- [给定任务]: 从下方材料中摘出所有含有字符串“support”的行，逐行原样抄录。

- [所示数据]:
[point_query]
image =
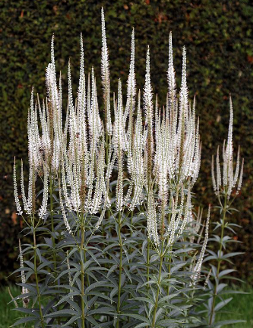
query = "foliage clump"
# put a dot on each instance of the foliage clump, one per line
(115, 237)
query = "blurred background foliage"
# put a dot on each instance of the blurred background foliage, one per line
(218, 38)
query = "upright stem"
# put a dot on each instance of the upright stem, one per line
(120, 269)
(158, 286)
(36, 276)
(51, 190)
(219, 259)
(82, 271)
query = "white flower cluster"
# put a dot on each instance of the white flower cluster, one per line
(160, 151)
(230, 180)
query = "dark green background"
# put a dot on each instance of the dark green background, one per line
(218, 37)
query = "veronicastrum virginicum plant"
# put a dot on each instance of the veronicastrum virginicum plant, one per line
(115, 240)
(227, 184)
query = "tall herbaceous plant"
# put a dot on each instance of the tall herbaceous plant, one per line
(115, 240)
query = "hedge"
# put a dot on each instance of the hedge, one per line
(218, 38)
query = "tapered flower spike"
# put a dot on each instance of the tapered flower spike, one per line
(148, 107)
(105, 76)
(25, 300)
(43, 209)
(131, 86)
(184, 89)
(19, 209)
(171, 78)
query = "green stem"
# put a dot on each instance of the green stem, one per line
(219, 260)
(158, 286)
(148, 261)
(120, 270)
(82, 272)
(36, 276)
(51, 190)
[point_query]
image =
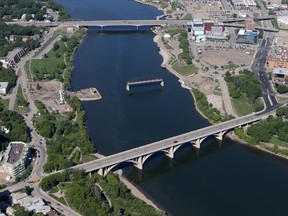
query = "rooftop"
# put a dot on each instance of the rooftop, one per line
(248, 32)
(4, 84)
(15, 152)
(280, 71)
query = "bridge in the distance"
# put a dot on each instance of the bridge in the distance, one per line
(138, 156)
(136, 23)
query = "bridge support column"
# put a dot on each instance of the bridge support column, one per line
(196, 143)
(104, 171)
(170, 151)
(139, 161)
(220, 135)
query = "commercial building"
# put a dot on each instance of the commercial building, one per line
(248, 4)
(16, 54)
(250, 24)
(30, 203)
(279, 75)
(279, 59)
(16, 158)
(4, 87)
(247, 36)
(196, 27)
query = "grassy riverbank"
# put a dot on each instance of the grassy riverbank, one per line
(83, 195)
(269, 134)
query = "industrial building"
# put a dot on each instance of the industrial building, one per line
(247, 36)
(279, 59)
(196, 27)
(4, 87)
(30, 203)
(247, 4)
(16, 54)
(206, 29)
(15, 158)
(279, 75)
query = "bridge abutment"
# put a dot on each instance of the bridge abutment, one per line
(197, 143)
(220, 135)
(139, 161)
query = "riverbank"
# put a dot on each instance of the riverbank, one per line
(136, 192)
(164, 52)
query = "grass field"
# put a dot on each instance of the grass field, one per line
(5, 103)
(276, 141)
(50, 67)
(184, 70)
(242, 107)
(231, 66)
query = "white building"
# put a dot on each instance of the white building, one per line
(4, 87)
(30, 203)
(38, 206)
(6, 63)
(16, 158)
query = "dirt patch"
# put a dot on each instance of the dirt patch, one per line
(49, 94)
(222, 56)
(280, 39)
(3, 176)
(217, 102)
(205, 10)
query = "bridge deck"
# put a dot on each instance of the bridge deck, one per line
(170, 142)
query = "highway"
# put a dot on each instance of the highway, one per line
(103, 23)
(165, 144)
(37, 141)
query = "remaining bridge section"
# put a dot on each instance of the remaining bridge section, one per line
(139, 155)
(136, 23)
(144, 83)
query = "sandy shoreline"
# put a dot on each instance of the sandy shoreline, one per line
(135, 191)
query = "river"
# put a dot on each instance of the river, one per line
(223, 178)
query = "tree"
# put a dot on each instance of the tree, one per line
(27, 190)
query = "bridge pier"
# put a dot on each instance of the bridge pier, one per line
(104, 171)
(139, 161)
(220, 135)
(196, 143)
(170, 151)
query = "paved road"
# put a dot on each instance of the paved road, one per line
(38, 142)
(102, 23)
(148, 149)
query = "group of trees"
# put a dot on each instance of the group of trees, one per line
(207, 108)
(85, 196)
(18, 129)
(282, 89)
(184, 45)
(63, 14)
(72, 45)
(64, 133)
(273, 126)
(14, 9)
(19, 31)
(244, 83)
(8, 75)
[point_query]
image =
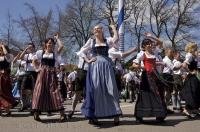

- [任务输出]:
query = "bridge support column"
# put a dot on each instance of the bridge support column, one per line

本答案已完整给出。